── Records shown

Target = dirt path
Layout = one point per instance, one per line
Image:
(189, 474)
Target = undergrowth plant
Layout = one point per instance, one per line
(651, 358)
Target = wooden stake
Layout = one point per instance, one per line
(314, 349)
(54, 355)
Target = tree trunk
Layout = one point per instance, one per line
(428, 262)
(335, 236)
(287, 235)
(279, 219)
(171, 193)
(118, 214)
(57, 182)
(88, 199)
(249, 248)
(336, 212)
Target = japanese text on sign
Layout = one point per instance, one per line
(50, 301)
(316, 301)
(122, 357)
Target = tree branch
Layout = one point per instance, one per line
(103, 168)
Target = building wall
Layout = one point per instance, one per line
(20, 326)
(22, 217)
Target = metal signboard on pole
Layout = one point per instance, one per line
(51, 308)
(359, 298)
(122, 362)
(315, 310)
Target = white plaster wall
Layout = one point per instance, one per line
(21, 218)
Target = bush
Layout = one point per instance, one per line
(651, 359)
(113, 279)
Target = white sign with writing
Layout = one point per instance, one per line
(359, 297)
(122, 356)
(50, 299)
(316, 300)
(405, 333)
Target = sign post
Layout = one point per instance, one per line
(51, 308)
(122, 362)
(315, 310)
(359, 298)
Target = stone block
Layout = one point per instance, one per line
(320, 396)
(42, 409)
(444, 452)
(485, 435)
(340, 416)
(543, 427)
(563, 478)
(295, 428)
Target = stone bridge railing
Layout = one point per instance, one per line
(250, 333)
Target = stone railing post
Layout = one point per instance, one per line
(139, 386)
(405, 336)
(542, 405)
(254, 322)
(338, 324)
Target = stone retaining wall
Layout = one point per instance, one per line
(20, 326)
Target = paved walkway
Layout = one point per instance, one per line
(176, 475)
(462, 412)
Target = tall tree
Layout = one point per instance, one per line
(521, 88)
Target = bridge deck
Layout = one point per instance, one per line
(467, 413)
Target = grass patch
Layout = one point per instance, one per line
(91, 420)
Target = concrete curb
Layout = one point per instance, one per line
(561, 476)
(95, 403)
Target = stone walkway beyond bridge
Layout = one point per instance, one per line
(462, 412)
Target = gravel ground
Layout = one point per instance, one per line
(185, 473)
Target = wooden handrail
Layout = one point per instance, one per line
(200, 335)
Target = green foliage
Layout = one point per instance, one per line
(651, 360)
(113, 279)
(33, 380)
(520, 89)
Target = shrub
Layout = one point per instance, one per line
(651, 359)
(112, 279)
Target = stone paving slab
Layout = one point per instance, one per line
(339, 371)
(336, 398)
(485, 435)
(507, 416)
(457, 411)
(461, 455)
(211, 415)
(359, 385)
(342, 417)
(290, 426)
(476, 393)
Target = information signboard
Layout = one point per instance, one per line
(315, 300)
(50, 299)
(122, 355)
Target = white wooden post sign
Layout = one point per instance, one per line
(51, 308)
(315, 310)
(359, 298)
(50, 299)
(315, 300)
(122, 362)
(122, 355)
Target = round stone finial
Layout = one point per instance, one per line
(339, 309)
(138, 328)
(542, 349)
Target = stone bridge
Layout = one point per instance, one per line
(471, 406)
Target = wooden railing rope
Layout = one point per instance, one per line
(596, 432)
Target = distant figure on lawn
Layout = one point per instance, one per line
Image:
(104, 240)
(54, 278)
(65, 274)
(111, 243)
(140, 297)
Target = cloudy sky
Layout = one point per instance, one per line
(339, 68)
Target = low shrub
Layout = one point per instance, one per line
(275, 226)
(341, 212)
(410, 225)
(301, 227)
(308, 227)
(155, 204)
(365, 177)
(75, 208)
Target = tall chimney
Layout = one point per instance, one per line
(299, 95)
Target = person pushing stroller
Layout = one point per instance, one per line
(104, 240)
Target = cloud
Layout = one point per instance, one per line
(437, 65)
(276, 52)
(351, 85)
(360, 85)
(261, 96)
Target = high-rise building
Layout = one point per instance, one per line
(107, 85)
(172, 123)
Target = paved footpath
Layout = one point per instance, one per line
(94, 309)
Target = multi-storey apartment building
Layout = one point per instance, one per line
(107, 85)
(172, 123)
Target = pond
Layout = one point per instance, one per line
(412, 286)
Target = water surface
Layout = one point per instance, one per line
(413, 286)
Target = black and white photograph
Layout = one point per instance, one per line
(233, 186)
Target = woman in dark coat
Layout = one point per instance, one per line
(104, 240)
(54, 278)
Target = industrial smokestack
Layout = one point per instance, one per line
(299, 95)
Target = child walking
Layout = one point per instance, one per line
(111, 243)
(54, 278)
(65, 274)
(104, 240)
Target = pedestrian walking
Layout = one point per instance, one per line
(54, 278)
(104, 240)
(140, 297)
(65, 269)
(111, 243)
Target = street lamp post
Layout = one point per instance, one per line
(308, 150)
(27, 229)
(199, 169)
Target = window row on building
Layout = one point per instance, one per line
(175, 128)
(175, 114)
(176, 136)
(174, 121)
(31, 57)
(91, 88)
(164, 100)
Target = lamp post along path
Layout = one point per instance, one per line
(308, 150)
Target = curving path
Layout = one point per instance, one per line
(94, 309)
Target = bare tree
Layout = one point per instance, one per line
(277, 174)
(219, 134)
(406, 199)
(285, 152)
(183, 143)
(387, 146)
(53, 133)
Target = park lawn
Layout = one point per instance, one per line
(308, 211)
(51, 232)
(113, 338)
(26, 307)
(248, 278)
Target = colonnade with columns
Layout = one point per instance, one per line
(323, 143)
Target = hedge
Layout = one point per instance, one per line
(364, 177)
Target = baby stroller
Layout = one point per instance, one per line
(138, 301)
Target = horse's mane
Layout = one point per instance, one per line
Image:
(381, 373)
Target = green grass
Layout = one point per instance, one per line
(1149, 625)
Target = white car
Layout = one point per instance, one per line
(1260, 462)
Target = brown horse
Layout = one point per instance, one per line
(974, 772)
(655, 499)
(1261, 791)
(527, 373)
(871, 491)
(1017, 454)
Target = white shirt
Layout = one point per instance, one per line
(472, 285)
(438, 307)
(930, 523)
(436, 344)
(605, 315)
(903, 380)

────

*Exercise directions*
Recopy the whole listing exactly.

*Response to this exercise*
Target = dirt path
Layout = one point per instance, one per line
Image:
(189, 474)
Target = undergrowth plant
Layout = one point per instance, one per line
(651, 358)
Target = wooden stake
Layout = one point per instance, one per line
(314, 349)
(54, 355)
Target = tree trunk
Layout = one point per instance, one per line
(428, 262)
(335, 236)
(287, 235)
(279, 219)
(171, 193)
(118, 214)
(57, 182)
(88, 199)
(249, 248)
(336, 212)
Target = japanese text on sign
Layout = one point per instance, one per line
(50, 301)
(316, 301)
(122, 357)
Target = tree branch
Layout = one point per instance, one per line
(103, 168)
Target = building wall
Layout = one point per instance, one per line
(20, 326)
(22, 217)
Target = metal signboard on pole
Layout = one point per instance, one per line
(51, 308)
(359, 298)
(122, 362)
(315, 310)
Target = white plaster wall
Layout = one point per instance, one per line
(21, 218)
Target = bush
Layout = one point per instance, one per line
(651, 359)
(113, 279)
Target = white sign with writing
Layout = one point per instance, one per line
(359, 297)
(122, 356)
(50, 299)
(316, 300)
(405, 333)
Target = sign post
Layout = one point per instance, one per line
(51, 308)
(122, 362)
(315, 310)
(359, 298)
Target = stone block
Layout = one point per instance, one per line
(320, 396)
(42, 409)
(444, 452)
(485, 435)
(340, 416)
(543, 427)
(563, 478)
(295, 428)
Target = stone bridge railing
Layout = one point per instance, one per line
(250, 333)
Target = stone railing post
Layout = one point per instance, one per line
(139, 386)
(405, 336)
(542, 405)
(254, 322)
(338, 324)
Target = stone retaining wall
Layout = one point per instance, one per line
(20, 326)
Target = paved walkway
Layout = one point per instance, one per line
(176, 475)
(462, 412)
Target = tall tree
Layout = one point per instance, one per line
(521, 88)
Target = bridge deck
Layout = one point per instance, one per line
(467, 413)
Target = grass patch
Layout = one point per instance, one per line
(91, 420)
Target = concrete curb
Layout = one point per instance, one per line
(561, 476)
(95, 403)
Target = stone walkway beyond bridge
Layout = one point per instance, one per line
(462, 412)
Target = gravel ground
Layout = one point per instance, one per line
(185, 473)
Target = wooden handrail
Layout = one point per instance, one per line
(200, 335)
Target = green foliage
Layout = one point per instance, one per line
(651, 360)
(113, 279)
(33, 380)
(520, 89)
Target = shrub
Layout = one point per instance, one per line
(651, 359)
(112, 279)
Target = stone paving slab
Layout = one point per instance, one per line
(339, 371)
(336, 398)
(485, 435)
(507, 416)
(457, 411)
(461, 455)
(211, 415)
(359, 385)
(342, 417)
(290, 426)
(476, 393)
Target = information signboard
Layout = one point per instance, one per line
(315, 300)
(50, 299)
(122, 355)
Target = white wooden post sign
Layout = one point per instance, one per line
(51, 308)
(315, 310)
(359, 298)
(50, 299)
(315, 300)
(122, 362)
(122, 355)
Target = round stone finial
Layout = one point per instance, one per line
(339, 309)
(138, 328)
(542, 349)
Target = stone bridge
Layout = one point per instance, one per line
(471, 406)
Target = wooden railing rope
Layout = one point per instance, one per line
(596, 432)
Target = distant figure on lawn
Layout = one point per instance, one per line
Image:
(104, 240)
(54, 278)
(65, 274)
(111, 243)
(140, 297)
Target = cloudy sky
Layout = one point per instance, one per line
(339, 68)
Target = low shrub
Layout = one point per instance, one per line
(275, 226)
(341, 212)
(410, 225)
(301, 227)
(308, 227)
(155, 204)
(365, 177)
(75, 208)
Target = tall chimney
Layout = one point per instance, one per line
(299, 95)
Target = person pushing stroller
Layout = one point per instance, one per line
(104, 240)
Target = cloud
Layout = one point per instance, one per line
(437, 65)
(276, 52)
(351, 85)
(360, 85)
(261, 96)
Target = high-rise building
Layout = one point per instance, one per line
(107, 85)
(172, 123)
Target = paved footpath
Layout = one point per instance, one per line
(94, 309)
Target = multi-storey apartment building
Layout = one point per instance, one per line
(107, 85)
(172, 123)
Target = pond
Layout = one point per instance, one per line
(412, 286)
Target = water surface
Layout = one point per instance, one per line
(413, 286)
Target = black and white photograph
Layout = one point per instance, one per line
(233, 186)
Target = woman in dark coat
Layout = one point per instance, one per line
(104, 240)
(54, 278)
Target = industrial smokestack
Layout = one point per instance, one per line
(299, 95)
Target = child walking
Layout = one point per instance, one per line
(111, 243)
(54, 278)
(65, 274)
(104, 240)
Target = pedestrian walking
Layout = one point per instance, one per line
(54, 278)
(104, 240)
(140, 297)
(65, 269)
(111, 243)
Target = street lamp post
Layout = one point per instance, one per line
(308, 150)
(27, 229)
(199, 169)
Target = window row on building
Layout = one point per instance, one per line
(175, 128)
(175, 114)
(176, 136)
(174, 121)
(31, 57)
(91, 88)
(164, 100)
Target = lamp post along path
Layout = one point per instance, one per line
(308, 150)
Target = curving path
Layout = one point per instance, one per line
(94, 309)
Target = bare tree
Layout = one point per instance, one per line
(277, 174)
(219, 134)
(406, 199)
(285, 152)
(183, 143)
(387, 146)
(53, 133)
Target = park lawn
Layout = one point per instance, one per line
(308, 211)
(51, 232)
(113, 338)
(26, 307)
(248, 278)
Target = colonnade with columns
Layout = one point per instance, one per line
(323, 143)
Target = hedge
Layout = one point per instance, one per line
(364, 177)
Target = baby stroller
Layout = one point per instance, one per line
(138, 301)
Target = horse's mane
Layout = one point per instance, one per line
Image:
(381, 373)
Target = green grass
Layout = one point per instance, one per line
(1149, 625)
Target = white car
Layout = one point per instance, one per line
(1260, 462)
Target = brown horse
Layout = one point per instance, one per line
(974, 772)
(655, 499)
(1261, 791)
(527, 373)
(871, 491)
(1017, 454)
Target = white shirt
Layout = one point per instance, one per line
(472, 285)
(438, 307)
(930, 523)
(436, 344)
(605, 315)
(903, 380)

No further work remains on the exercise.